▼

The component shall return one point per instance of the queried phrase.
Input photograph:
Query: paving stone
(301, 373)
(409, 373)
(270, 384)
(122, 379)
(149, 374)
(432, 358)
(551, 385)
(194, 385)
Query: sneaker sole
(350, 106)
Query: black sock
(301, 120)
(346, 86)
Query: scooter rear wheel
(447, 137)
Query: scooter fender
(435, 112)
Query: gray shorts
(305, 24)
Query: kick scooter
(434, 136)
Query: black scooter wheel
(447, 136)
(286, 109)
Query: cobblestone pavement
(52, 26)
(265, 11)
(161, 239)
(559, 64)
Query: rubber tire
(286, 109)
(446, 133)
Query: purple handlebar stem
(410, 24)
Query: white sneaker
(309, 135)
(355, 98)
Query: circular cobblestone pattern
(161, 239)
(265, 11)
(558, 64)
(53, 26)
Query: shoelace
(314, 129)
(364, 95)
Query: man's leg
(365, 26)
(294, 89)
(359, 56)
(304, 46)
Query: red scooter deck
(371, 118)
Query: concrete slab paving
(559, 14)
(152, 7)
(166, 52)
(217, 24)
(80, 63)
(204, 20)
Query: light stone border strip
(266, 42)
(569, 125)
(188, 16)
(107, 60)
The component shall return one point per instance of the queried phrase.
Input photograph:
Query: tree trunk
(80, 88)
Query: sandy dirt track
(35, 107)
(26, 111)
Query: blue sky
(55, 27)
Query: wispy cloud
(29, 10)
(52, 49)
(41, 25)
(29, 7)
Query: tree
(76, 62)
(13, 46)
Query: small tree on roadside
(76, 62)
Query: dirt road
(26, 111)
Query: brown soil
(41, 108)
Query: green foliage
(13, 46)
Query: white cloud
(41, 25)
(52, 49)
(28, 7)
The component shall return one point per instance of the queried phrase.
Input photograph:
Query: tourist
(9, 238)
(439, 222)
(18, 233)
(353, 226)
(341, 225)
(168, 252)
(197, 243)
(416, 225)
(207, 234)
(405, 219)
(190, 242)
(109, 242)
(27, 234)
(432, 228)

▲

**Exercise brief**. Give back every record exactly.

**Task answer**.
The component shall return one point per instance of the queried phrase.
Input photograph:
Query: paving stone
(301, 373)
(409, 373)
(270, 384)
(122, 379)
(149, 374)
(432, 358)
(551, 385)
(194, 385)
Query: sneaker sole
(350, 106)
Query: black sock
(301, 120)
(346, 86)
Query: scooter rear wheel
(447, 137)
Query: scooter fender
(435, 112)
Query: gray shorts
(305, 24)
Query: kick scooter
(434, 136)
Query: black scooter wheel
(447, 136)
(286, 109)
Query: cobblestone pavement
(52, 26)
(265, 11)
(161, 239)
(559, 64)
Query: rubber tire
(286, 109)
(446, 133)
Query: purple handlebar stem
(410, 24)
Query: white sneaker
(309, 135)
(355, 98)
Query: circular cobblestone pattern
(161, 239)
(265, 11)
(558, 64)
(53, 26)
Query: shoelace
(314, 129)
(364, 95)
Query: man's leg
(365, 26)
(294, 89)
(359, 56)
(304, 46)
Query: red scooter deck
(371, 118)
Query: concrete slab paving
(559, 14)
(152, 7)
(166, 52)
(217, 24)
(80, 63)
(204, 20)
Query: light stone border strip
(266, 42)
(569, 125)
(188, 16)
(107, 60)
The component shall return one point per instance of the queried phrase.
Input photograph:
Query: tree trunk
(80, 88)
Query: sandy dirt track
(35, 107)
(26, 111)
Query: blue sky
(55, 27)
Query: wispy cloud
(29, 10)
(52, 49)
(41, 25)
(29, 7)
Query: tree
(76, 62)
(13, 46)
Query: small tree on roadside
(76, 62)
Query: dirt road
(26, 111)
Query: brown soil
(41, 108)
Query: green foliage
(13, 46)
Query: white cloud
(41, 25)
(52, 49)
(28, 7)
The component shall return one point per instance of the queried phrase.
Input photograph:
Query: tourist
(9, 238)
(439, 222)
(18, 233)
(353, 226)
(341, 225)
(168, 252)
(197, 243)
(416, 225)
(207, 234)
(405, 219)
(190, 242)
(109, 242)
(27, 234)
(432, 228)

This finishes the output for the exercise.